## Что нужно сделать:
1) Что, согласно отрывку о кляксах, сделал маленький Ленин после того, как посадил кляксу на последней странице тетрадки?
2) Пожалуйста, измените записи между строкой с «BATCH JOB #2094 — Class: adidas» и концом записей включительно, заменив «locate» на «identify». Всё остальное не трогайте и выведите только эти строки.

## Выбранный отрывок:

┄┄┄┄┄┄┄┄┄┄

А нам в первом классе прочитали рассказ, как маленький Ленин посадил кляксу (нынешние и слова-то поди такого не знают) на последней странице тетрадки, и переписал всю тетрадку заново[77].
В сборнике стихов Сергея Михалкова 1936 года, дававших детям в целом, по оценке А. А. Фадеева, «основы социального воспитания»[78], трудности научения письму характерно описываются как равнозначные опыту надлежащей социализации, обязывающей ребенка, с одной стороны, к преодолению физической трудоемкости письменного процесса, а с другой — умению сопротивляться психологическим соблазнам:
Писать красиво не легко: «Да-ет ко-ро-ва мо-ло-ко». За буквой буква, к слогу слог. Ну хоть бы кто-нибудь помог! Сначала «да», потом уж «ёт». Уже написано «дает», Уже написано «дает», Но тут перо бумагу рвет. Опять испорчена тетрадь — Страничку надо вырывать! Страничка вырвана, и вот: «Ко-ро-ва мо-ло-ко да-ет». «Корова молоко дает», А нужно все наоборот: «Дает корова молоко»! Вздохнем сначала глубоко, Вздохнем, строку перечеркнем И дело заново начнем. «Да-ет ко-ро-ва мо-ло-ко». Перо цепляется за «ко», И клякса черная, как жук, С конца пера сползает вдруг. Одной секунды не прошло, Как скрылись «ко», и «мо», и «ло»… Еще одну страничку вон! А за окном со всех сторон: И стук мяча, и лай щенка, И звон какого-то звонка, — А я сижу, в тетрадь гляжу — За буквой букву вывожу: «Да-ет ко-ро-ва мо-ло-ко»… Да! Стать ученым не легко!Схожие переживания и страхи — с разной степенью серьезности — отразились в детских стихах Агнии Барто, Елизаветы Тараховской, Людмилы Татьяничевой, Михаила Пляцковского:
Теперь я ученица, Чернилами пишу. Боюсь пошевелиться, Сижу и не дышу. Чтоб писать Чернилами, Собраться надо С силами <…>. Я новенькую ручку В чернила окуну — Уже на каждом пальце По черному пятну <…>. Соринка, как нарочно, Приклеилась к перу. Какая вышла буква — Сама не разберу! Стол у нас Качается — Клякса получается[79]; Пахнет в классе свежей краской, И бела твоя тетрадь. Обещай мне черной кляксой Белый лист не замарать[80]; И к тому же, между прочим, Не обходится без клякс. <…> Меньше фраз — и меньше клякс. До чего ж умен Тарас! — И, похожую на кочку, Грамотей поставил точку[81]; Опять сегодня плачет Света. Не получается никак В ее тетрадке мягкий знак: То очень жирный, то кривой; Ну все какой-то не такой! Она выводит так и сяк <…>[82].На огорчительные трудности чистописания недоуменно сетовали герои детских рассказов Ивана Василенко, Виктора Драгунского, Сергея Антонова:
Я старался не делать клякс. А они вот как назло!.. С каждой новой страницей тетради я думал: — «Вот, теперь не буду мазать». <…> Но нет. Кляксы, кляксы лезли одна за другой. Я в горе[83].

┄┄┄┄┄┄┄┄┄┄

Записи коллекции
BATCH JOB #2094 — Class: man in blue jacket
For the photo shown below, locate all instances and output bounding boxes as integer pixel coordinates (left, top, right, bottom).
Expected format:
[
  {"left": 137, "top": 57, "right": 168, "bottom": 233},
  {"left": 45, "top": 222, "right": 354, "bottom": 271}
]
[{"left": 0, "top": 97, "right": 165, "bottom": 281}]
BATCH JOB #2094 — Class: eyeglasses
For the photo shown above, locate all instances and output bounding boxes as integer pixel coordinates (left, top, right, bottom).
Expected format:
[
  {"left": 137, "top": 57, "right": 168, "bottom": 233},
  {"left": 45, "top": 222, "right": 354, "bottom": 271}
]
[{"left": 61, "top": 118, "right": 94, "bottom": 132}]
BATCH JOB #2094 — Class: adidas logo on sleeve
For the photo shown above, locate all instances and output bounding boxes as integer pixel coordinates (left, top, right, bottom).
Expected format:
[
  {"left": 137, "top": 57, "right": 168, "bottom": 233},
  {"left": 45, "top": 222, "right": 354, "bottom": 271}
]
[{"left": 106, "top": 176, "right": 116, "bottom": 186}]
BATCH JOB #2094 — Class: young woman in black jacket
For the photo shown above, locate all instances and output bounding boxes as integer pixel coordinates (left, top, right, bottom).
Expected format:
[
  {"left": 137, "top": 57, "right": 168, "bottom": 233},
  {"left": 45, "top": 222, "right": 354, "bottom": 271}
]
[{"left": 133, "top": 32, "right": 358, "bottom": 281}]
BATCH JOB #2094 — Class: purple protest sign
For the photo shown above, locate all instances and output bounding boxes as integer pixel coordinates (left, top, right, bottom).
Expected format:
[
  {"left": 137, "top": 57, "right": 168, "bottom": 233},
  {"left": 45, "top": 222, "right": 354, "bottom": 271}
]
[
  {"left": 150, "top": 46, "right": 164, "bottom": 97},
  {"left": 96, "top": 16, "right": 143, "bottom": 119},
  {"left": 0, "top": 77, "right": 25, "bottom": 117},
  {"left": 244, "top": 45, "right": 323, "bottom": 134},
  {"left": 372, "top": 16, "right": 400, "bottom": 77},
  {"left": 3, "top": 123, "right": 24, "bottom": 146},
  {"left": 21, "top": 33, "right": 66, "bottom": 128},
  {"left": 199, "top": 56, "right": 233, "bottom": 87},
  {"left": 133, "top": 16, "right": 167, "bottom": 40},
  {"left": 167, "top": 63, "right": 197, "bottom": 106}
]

┄┄┄┄┄┄┄┄┄┄

## Ответы ниже:
1) Переписал всю тетрадку заново.

2)
BATCH JOB #2094 — Class: adidas logo on sleeve
For the photo shown above, identify all instances and output bounding boxes as integer pixel coordinates (left, top, right, bottom).
Expected format:
[
  {"left": 137, "top": 57, "right": 168, "bottom": 233},
  {"left": 45, "top": 222, "right": 354, "bottom": 271}
]
[{"left": 106, "top": 176, "right": 116, "bottom": 186}]
BATCH JOB #2094 — Class: young woman in black jacket
For the photo shown above, identify all instances and output bounding boxes as integer pixel coordinates (left, top, right, bottom).
Expected format:
[
  {"left": 137, "top": 57, "right": 168, "bottom": 233},
  {"left": 45, "top": 222, "right": 354, "bottom": 271}
]
[{"left": 133, "top": 32, "right": 358, "bottom": 281}]
BATCH JOB #2094 — Class: purple protest sign
For the photo shown above, identify all instances and output bounding boxes as integer pixel coordinates (left, top, right, bottom).
Expected format:
[
  {"left": 137, "top": 57, "right": 168, "bottom": 233},
  {"left": 45, "top": 222, "right": 354, "bottom": 271}
]
[
  {"left": 150, "top": 46, "right": 164, "bottom": 97},
  {"left": 96, "top": 16, "right": 143, "bottom": 119},
  {"left": 0, "top": 77, "right": 25, "bottom": 117},
  {"left": 244, "top": 45, "right": 323, "bottom": 134},
  {"left": 372, "top": 16, "right": 400, "bottom": 77},
  {"left": 3, "top": 123, "right": 24, "bottom": 146},
  {"left": 21, "top": 33, "right": 66, "bottom": 128},
  {"left": 199, "top": 56, "right": 233, "bottom": 87},
  {"left": 133, "top": 16, "right": 167, "bottom": 40},
  {"left": 167, "top": 63, "right": 197, "bottom": 106}
]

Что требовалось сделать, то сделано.